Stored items

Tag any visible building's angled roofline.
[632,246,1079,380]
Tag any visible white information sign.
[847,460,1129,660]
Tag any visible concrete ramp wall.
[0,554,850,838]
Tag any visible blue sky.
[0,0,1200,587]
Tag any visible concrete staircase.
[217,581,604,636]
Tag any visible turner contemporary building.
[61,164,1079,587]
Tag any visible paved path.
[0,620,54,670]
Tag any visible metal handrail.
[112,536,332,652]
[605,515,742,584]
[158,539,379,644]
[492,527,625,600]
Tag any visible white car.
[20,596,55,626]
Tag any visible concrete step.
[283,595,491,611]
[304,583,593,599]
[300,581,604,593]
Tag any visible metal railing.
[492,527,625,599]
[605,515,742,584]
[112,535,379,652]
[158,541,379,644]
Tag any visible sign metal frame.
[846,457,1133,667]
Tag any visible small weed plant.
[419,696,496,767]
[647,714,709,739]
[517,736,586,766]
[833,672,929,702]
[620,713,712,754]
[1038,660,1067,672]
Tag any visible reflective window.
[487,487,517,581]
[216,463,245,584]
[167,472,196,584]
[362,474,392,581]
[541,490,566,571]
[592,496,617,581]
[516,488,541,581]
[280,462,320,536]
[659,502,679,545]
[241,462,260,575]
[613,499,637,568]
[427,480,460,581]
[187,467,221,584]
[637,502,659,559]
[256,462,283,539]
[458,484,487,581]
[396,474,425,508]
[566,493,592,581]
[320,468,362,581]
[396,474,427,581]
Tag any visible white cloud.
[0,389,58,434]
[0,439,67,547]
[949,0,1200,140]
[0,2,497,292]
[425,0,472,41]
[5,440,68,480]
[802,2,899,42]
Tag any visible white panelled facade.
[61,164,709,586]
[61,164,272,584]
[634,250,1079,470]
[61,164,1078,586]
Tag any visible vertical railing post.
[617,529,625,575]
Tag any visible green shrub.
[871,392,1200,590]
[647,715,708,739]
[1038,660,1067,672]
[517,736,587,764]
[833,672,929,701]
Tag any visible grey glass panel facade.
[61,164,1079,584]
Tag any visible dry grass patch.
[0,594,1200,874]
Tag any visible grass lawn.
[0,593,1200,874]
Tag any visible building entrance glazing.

THE REQUEST: Quote every line of the listing above verbatim.

RESPONSE BELOW:
Tag any visible building's angled roofline.
[632,246,1079,380]
Tag any visible white information sign.
[847,460,1129,660]
Tag any visible concrete ramp wall.
[0,554,850,838]
Tag any visible blue sky.
[0,0,1200,587]
Tag any visible concrete staircase.
[217,581,604,636]
Tag any visible turner contemporary building.
[61,164,1079,587]
Tag any visible paved path.
[0,620,54,670]
Tag any visible metal handrail.
[112,536,332,652]
[605,515,742,584]
[158,539,379,644]
[492,527,625,600]
Tag any visible white car.
[20,596,55,626]
Tag any visible concrete step.
[283,595,491,611]
[304,583,593,599]
[300,581,604,593]
Tag any visible metal railing.
[492,527,625,599]
[605,515,742,584]
[112,535,379,652]
[158,541,379,644]
Tag any visible sign metal frame.
[846,457,1133,667]
Tag any visible small weed plant.
[419,696,496,767]
[647,714,709,739]
[517,736,586,766]
[833,672,929,702]
[620,713,712,754]
[1038,660,1067,672]
Tag any visible reflective window.
[487,487,517,581]
[216,463,245,584]
[167,472,196,584]
[362,474,392,581]
[541,490,566,571]
[592,496,617,581]
[516,488,541,581]
[280,462,320,536]
[659,502,679,545]
[241,462,260,575]
[613,499,637,568]
[427,480,460,581]
[187,467,221,584]
[637,502,659,559]
[256,462,283,539]
[458,484,487,581]
[396,474,425,508]
[566,493,592,581]
[320,468,362,581]
[396,474,427,581]
Tag any visible white cloud.
[0,389,58,434]
[0,439,67,547]
[949,0,1200,140]
[0,2,497,292]
[425,0,472,41]
[5,440,68,480]
[802,2,899,42]
Tag any visible white panelled facade.
[61,164,709,586]
[61,164,272,584]
[634,250,1079,470]
[61,164,1078,586]
Tag any visible vertical railing post.
[617,529,625,575]
Tag any visible green shrub.
[871,392,1200,590]
[647,715,708,739]
[1038,660,1067,672]
[517,736,587,764]
[833,672,929,701]
Tag any visible grey glass panel facade.
[61,164,1079,584]
Tag any visible dry grass patch.
[0,594,1200,874]
Tag any visible grass lawn.
[0,593,1200,874]
Tag any visible building entrance glazing.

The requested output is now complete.